Para mí el camión asesino que recorre el paseo de los ingleses de Niza y las llamas que consumen el hogar en donde Muhammad comenzara sus enseñanzas son como dos caras de una misma moneda. Y sobre todo un toque de atención: podemos los europeos cometer el error de responder al odio con el odio. Nuestros políticos necesitan aprender la lección: hay que ayudar a que las poblaciones sometidas permanezcan en el suelo que les vio nacer y no engañarse con supuestos refugios. Y al mismo tiempo demostrar que diálogo y entendimiento son esencia de la confraternidad. Las encíclicas vaticanas postconciliares pueden servir de guía, incluso a aquellos que no comparten su fe en el proyecto de restauración de ese nuevo humanismo. Europa no es una simple yuxtaposición de entidades políticas sino un edificio con cinco pilares que en 1412 se llamaron oficialmente naciones y que se expresan mediante idiomas que han adquirido dimensiones muy amplias.
La gran esperanza despertada en 1947, a la que con gran frecuencia me gusta referirme en estos artículos porque era precisamente aquella con la que me iba asomando a las calles de grandes ciudades de Europa ayudándome a conformar una mentalidad apartada de ideologías políticas, ahora parece disiparse. Los partidos políticos ya no son opciones programáticas que tratan de encontrar solución para los problemas dialogando entre sí; se han convertido en bloques en donde las palabras vertiginosamente distendidas merced a los progresos técnicos se han convertido en armas para la agresión. En España lo estamos comprobando y de una manera especial desde los últimos meses. La meta política se reduce a una pregunta: ¿cómo puedo adueñarme del poder que es lo único que importa? Y la libertad religiosa está siendo destruida. Los historiadores tenemos que dar la voz de alarma. No se trata de imponer la izquierda o la derecha como los líderes nos recuerdan sino de salvar las dimensiones de la persona humana devolviendo a los ciudadanos aquel pequeño y eficaz protagonismo de que han sido privados. Ni siquiera están autorizados a elegir las personas; votan una lista y si se les ocurre tachar en ella un nombre se les convierte en cero. Vuelven así las brumas que ya hemos conocido.
Durante siglos los grandes maestros enseñaron cuatro verdades que debemos restaurar:
a. No se puede confundir libertad con independencia. Es libre albedrío y se encuentra ligada al deber y la responsabilidad.

Registros guardados:

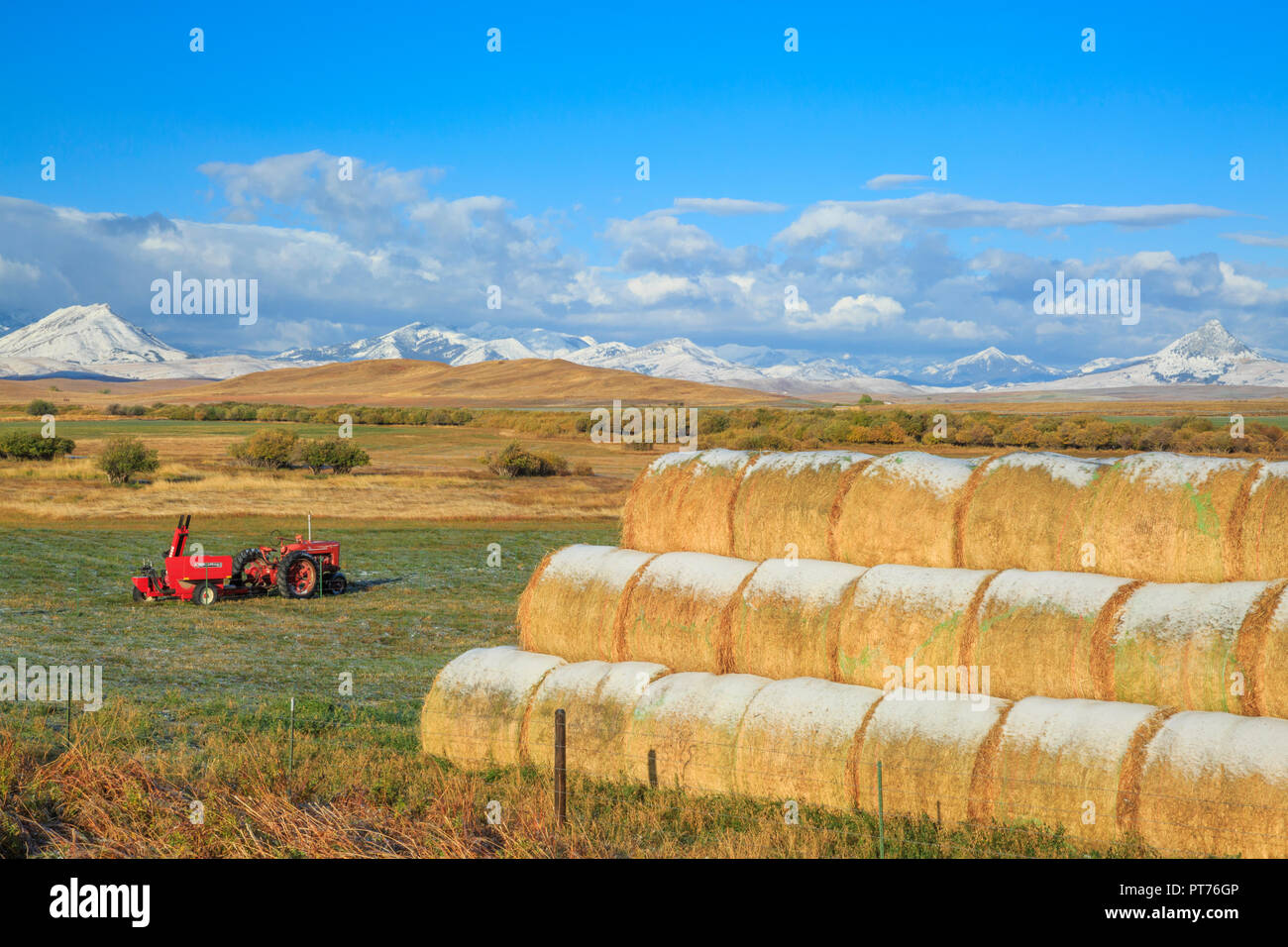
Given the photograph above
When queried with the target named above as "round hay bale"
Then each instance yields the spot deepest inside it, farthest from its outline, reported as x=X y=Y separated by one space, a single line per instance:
x=681 y=609
x=686 y=504
x=938 y=751
x=1216 y=784
x=688 y=725
x=1266 y=660
x=901 y=509
x=597 y=699
x=785 y=622
x=1167 y=517
x=798 y=741
x=1026 y=512
x=1177 y=646
x=905 y=617
x=1263 y=530
x=571 y=604
x=1039 y=633
x=1060 y=763
x=477 y=710
x=787 y=499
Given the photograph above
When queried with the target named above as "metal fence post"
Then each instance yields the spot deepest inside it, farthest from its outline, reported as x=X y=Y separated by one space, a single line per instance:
x=880 y=814
x=561 y=767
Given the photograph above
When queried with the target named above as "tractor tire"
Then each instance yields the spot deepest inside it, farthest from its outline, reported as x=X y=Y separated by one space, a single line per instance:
x=297 y=575
x=243 y=560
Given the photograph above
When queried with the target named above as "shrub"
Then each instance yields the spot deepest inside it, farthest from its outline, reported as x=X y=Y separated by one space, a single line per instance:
x=515 y=462
x=336 y=453
x=125 y=457
x=269 y=450
x=25 y=445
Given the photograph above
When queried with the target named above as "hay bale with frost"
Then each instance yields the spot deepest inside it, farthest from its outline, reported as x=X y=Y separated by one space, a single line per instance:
x=1176 y=646
x=787 y=499
x=1026 y=510
x=1263 y=528
x=1216 y=784
x=690 y=723
x=686 y=504
x=1167 y=517
x=935 y=749
x=681 y=608
x=1038 y=633
x=901 y=615
x=1060 y=763
x=798 y=741
x=901 y=510
x=475 y=714
x=571 y=604
x=597 y=699
x=785 y=622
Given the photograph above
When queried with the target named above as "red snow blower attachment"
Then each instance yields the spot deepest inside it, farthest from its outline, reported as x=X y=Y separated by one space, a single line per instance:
x=299 y=569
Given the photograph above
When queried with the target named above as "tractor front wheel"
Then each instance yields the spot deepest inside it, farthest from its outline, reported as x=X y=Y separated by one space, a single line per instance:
x=297 y=575
x=206 y=594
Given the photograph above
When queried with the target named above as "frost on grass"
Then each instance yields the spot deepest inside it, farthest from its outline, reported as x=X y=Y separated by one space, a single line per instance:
x=1078 y=592
x=699 y=575
x=941 y=475
x=1176 y=611
x=1171 y=471
x=800 y=462
x=807 y=581
x=581 y=565
x=1211 y=744
x=1087 y=729
x=918 y=586
x=1077 y=471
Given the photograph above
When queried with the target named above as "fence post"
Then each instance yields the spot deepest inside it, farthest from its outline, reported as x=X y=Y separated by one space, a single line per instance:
x=880 y=814
x=561 y=767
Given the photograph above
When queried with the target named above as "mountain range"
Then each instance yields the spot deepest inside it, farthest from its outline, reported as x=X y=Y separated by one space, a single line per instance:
x=93 y=342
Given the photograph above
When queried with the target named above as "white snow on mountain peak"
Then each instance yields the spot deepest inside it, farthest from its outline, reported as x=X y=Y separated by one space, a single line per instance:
x=86 y=335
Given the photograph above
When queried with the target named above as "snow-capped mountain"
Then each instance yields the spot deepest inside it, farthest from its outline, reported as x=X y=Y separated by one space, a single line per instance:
x=480 y=343
x=987 y=368
x=1209 y=355
x=86 y=335
x=93 y=342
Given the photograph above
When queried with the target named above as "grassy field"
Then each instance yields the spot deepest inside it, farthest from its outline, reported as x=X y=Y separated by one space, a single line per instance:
x=197 y=709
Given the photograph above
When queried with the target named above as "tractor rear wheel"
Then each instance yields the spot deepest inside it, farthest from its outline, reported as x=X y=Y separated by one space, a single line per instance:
x=248 y=557
x=297 y=575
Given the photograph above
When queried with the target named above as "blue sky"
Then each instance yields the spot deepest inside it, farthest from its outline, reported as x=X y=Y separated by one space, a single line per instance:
x=518 y=169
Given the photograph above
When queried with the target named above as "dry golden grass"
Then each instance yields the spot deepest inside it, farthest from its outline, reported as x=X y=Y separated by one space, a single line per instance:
x=785 y=622
x=797 y=741
x=1215 y=783
x=1061 y=763
x=477 y=711
x=787 y=499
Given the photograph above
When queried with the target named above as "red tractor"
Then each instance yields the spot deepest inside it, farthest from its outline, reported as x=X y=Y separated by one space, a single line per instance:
x=296 y=570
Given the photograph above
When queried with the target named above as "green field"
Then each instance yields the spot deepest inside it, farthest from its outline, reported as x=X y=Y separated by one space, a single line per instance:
x=197 y=707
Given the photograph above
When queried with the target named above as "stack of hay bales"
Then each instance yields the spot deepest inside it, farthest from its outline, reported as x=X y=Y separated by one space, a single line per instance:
x=1024 y=637
x=1183 y=783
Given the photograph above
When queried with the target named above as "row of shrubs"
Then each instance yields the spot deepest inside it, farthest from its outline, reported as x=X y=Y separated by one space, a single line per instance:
x=281 y=450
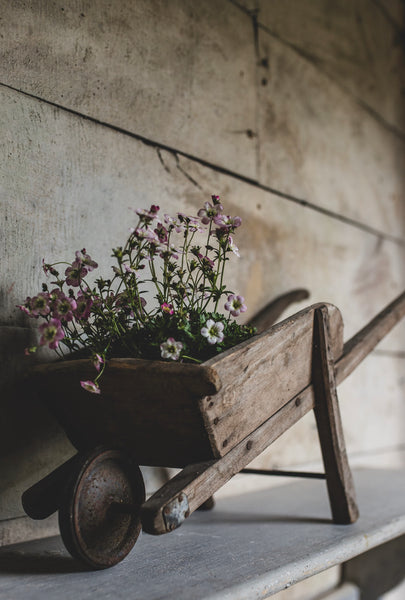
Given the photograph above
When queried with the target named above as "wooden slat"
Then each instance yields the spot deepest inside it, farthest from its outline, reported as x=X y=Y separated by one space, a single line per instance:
x=260 y=376
x=330 y=430
x=199 y=481
x=268 y=315
x=149 y=407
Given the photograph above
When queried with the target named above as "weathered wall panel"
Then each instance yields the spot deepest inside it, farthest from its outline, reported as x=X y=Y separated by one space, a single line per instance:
x=357 y=45
x=169 y=71
x=318 y=144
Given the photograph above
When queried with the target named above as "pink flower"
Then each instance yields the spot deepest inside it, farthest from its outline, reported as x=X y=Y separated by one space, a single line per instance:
x=146 y=234
x=161 y=233
x=52 y=333
x=171 y=349
x=63 y=308
x=206 y=262
x=228 y=223
x=40 y=305
x=83 y=307
x=26 y=307
x=209 y=212
x=98 y=360
x=214 y=332
x=168 y=252
x=83 y=258
x=75 y=273
x=90 y=386
x=235 y=305
x=175 y=224
x=49 y=269
x=128 y=269
x=232 y=246
x=167 y=308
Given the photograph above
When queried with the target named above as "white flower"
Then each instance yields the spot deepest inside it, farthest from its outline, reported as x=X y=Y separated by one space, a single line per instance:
x=235 y=305
x=171 y=349
x=213 y=331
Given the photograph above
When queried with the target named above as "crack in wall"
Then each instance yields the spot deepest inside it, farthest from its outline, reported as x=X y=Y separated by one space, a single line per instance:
x=219 y=169
x=317 y=63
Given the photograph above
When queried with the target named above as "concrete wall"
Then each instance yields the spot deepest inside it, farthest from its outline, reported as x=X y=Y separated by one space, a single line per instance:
x=291 y=111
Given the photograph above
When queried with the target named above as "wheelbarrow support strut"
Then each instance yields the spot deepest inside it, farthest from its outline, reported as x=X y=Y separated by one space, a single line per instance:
x=176 y=500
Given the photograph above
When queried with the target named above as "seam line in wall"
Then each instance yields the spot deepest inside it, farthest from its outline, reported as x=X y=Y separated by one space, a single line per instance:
x=312 y=60
x=390 y=353
x=223 y=170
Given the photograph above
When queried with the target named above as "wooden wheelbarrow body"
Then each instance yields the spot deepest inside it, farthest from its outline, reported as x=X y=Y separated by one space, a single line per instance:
x=213 y=419
x=172 y=414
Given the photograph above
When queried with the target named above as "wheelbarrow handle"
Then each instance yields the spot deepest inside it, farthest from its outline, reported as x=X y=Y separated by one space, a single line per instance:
x=360 y=345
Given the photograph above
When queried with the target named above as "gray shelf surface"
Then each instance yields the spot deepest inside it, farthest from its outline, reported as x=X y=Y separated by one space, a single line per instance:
x=248 y=547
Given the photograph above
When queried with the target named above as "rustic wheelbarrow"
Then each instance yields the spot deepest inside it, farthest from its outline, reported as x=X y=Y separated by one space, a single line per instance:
x=211 y=420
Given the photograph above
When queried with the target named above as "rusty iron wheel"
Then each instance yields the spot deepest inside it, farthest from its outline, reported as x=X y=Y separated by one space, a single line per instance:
x=99 y=516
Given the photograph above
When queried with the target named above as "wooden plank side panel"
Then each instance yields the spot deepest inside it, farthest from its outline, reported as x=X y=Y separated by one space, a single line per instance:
x=148 y=407
x=261 y=375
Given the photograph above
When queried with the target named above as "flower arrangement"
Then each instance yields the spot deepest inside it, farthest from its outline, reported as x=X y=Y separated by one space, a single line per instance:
x=179 y=262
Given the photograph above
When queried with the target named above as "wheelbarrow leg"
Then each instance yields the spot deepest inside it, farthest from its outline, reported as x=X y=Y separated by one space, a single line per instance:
x=196 y=483
x=263 y=320
x=337 y=470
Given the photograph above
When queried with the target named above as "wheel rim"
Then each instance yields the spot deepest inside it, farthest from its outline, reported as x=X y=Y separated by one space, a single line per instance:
x=100 y=517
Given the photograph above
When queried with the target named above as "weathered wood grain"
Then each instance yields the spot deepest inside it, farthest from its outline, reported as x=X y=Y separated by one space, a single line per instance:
x=259 y=376
x=199 y=481
x=148 y=407
x=317 y=141
x=339 y=479
x=269 y=315
x=360 y=345
x=357 y=45
x=189 y=84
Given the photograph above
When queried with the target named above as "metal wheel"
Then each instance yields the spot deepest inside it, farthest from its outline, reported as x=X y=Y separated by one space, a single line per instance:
x=99 y=516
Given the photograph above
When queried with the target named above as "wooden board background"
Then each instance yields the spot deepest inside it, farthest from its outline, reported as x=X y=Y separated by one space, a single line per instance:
x=294 y=117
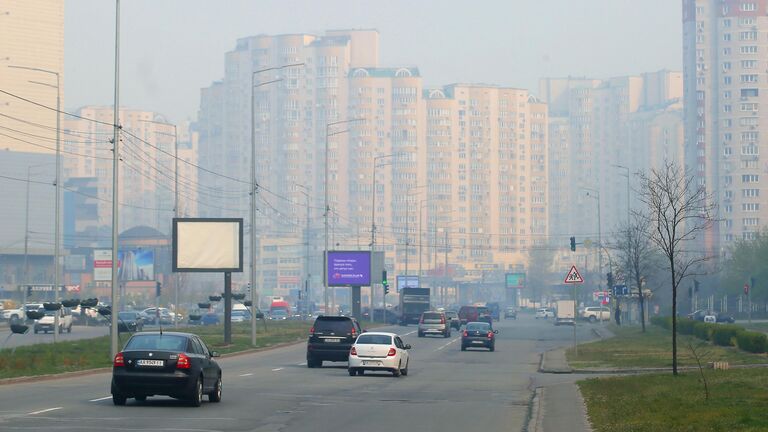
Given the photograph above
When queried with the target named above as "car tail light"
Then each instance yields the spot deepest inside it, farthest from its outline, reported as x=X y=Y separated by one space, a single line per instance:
x=183 y=362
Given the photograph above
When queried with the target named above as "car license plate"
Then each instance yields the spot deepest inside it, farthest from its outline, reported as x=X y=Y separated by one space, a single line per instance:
x=144 y=362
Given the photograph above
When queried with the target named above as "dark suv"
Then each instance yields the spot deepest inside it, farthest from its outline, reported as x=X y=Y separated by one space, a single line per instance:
x=330 y=339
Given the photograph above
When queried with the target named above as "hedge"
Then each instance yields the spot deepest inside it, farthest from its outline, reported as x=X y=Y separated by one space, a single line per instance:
x=753 y=342
x=725 y=334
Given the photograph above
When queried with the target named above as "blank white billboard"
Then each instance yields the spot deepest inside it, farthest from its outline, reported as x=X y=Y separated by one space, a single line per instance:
x=207 y=245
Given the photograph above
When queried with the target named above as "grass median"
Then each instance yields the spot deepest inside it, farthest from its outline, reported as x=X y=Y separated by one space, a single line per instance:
x=661 y=402
x=631 y=348
x=84 y=354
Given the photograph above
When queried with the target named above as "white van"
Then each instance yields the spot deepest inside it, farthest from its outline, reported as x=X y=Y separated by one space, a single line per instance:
x=47 y=323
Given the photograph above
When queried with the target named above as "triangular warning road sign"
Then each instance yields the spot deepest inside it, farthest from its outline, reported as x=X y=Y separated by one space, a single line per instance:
x=573 y=276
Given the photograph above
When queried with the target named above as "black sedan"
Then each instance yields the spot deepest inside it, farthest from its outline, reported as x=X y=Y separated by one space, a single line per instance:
x=479 y=335
x=130 y=321
x=178 y=365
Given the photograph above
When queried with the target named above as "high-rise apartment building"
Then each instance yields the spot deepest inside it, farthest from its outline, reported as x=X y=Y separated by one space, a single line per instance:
x=724 y=63
x=148 y=181
x=31 y=36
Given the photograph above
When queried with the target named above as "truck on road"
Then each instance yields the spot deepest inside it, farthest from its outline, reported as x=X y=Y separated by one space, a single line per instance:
x=566 y=312
x=413 y=301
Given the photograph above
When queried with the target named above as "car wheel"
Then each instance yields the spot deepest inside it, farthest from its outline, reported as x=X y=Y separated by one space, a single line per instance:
x=215 y=395
x=196 y=398
x=118 y=399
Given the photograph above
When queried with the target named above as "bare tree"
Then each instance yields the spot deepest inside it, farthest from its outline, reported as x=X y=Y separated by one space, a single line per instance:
x=678 y=210
x=637 y=252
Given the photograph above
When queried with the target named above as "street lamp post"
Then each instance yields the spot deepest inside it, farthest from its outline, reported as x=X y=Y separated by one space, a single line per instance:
x=326 y=208
x=252 y=192
x=57 y=217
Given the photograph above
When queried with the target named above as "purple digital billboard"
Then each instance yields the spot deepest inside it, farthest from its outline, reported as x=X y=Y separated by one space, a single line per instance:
x=349 y=268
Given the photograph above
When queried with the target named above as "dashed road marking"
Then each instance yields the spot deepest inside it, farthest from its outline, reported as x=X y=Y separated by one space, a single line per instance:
x=100 y=399
x=44 y=411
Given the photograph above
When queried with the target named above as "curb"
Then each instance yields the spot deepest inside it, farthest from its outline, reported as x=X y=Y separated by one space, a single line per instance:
x=96 y=371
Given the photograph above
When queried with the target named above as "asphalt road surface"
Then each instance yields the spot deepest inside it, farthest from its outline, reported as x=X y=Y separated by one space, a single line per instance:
x=446 y=390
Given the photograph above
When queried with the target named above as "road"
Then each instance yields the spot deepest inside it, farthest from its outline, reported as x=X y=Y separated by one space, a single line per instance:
x=446 y=390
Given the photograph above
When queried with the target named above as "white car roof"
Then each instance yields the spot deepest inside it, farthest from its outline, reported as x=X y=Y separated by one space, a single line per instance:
x=380 y=333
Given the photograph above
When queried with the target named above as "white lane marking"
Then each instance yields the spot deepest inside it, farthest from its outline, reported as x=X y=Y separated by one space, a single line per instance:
x=44 y=411
x=100 y=399
x=452 y=341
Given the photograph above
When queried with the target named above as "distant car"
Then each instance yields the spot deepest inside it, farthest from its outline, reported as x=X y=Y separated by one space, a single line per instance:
x=721 y=317
x=330 y=339
x=376 y=351
x=178 y=365
x=434 y=323
x=454 y=317
x=48 y=321
x=479 y=335
x=544 y=313
x=594 y=314
x=129 y=321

### Indicaciones de la tarea
Vuelve a escribir, sin cambiar nada, el texto sobre Europa desde "Durante siglos los" hasta "y la responsabilidad.".

### Resultado de la tarea
Durante siglos los grandes maestros enseñaron cuatro verdades que debemos restaurar:
a. No se puede confundir libertad con independencia. Es libre albedrío y se encuentra ligada al deber y la responsabilidad.